> [GIVEN EXERCISE] Which lines in the entries below contain the word "brown"? Pull out each of those lines, matching case.

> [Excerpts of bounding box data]
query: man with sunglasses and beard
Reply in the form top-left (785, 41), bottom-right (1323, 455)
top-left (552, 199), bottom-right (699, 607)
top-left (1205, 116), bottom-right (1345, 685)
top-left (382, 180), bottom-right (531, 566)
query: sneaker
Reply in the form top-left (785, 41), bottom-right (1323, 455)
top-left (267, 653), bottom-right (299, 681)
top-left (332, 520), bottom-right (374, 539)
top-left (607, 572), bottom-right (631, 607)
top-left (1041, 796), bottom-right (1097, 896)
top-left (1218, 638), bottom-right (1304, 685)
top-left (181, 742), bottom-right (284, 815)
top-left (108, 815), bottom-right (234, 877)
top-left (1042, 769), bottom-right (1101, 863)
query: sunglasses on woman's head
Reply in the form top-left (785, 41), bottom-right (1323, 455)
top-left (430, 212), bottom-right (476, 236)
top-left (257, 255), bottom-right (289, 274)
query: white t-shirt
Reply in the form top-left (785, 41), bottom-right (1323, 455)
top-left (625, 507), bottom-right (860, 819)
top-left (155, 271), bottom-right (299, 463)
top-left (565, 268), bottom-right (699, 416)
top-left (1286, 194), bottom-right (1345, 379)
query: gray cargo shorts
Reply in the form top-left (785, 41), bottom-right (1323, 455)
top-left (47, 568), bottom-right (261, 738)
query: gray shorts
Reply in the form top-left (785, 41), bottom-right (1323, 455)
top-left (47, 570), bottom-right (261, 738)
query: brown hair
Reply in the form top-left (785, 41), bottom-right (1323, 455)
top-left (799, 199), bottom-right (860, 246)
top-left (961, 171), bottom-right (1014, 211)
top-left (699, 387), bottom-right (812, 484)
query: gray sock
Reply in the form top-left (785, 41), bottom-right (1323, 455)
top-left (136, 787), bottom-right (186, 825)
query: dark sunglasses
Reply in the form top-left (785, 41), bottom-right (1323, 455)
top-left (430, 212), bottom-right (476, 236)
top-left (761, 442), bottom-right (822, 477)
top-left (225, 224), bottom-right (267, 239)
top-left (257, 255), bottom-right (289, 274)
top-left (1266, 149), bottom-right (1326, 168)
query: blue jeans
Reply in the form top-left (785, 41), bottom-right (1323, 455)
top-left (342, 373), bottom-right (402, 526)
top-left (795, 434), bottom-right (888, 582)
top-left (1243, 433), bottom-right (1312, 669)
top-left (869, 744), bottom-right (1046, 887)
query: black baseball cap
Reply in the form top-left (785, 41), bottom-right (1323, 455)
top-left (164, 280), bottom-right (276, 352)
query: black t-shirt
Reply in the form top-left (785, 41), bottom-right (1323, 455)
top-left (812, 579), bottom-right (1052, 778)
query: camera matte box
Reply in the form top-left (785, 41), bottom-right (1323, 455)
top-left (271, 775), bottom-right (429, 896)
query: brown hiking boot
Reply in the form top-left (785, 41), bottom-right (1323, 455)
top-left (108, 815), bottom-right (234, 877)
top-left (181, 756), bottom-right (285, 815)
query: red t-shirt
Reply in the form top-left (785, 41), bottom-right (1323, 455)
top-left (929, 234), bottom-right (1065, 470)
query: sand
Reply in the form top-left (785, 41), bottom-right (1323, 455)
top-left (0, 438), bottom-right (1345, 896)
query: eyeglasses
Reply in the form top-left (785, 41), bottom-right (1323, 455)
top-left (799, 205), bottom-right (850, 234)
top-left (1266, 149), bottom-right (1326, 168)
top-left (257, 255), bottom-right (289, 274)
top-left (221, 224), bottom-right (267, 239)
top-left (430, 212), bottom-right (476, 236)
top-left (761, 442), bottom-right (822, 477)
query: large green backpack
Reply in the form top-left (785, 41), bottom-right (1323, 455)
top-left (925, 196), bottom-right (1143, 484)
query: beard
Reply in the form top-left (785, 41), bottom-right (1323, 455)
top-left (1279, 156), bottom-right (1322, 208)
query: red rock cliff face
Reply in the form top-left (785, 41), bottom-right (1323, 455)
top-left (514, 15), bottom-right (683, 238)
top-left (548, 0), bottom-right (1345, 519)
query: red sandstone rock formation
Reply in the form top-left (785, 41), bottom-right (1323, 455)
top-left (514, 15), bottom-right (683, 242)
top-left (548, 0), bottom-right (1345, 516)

> [EXPECTED OUTPUT]
query: brown hair
query: brown hiking boot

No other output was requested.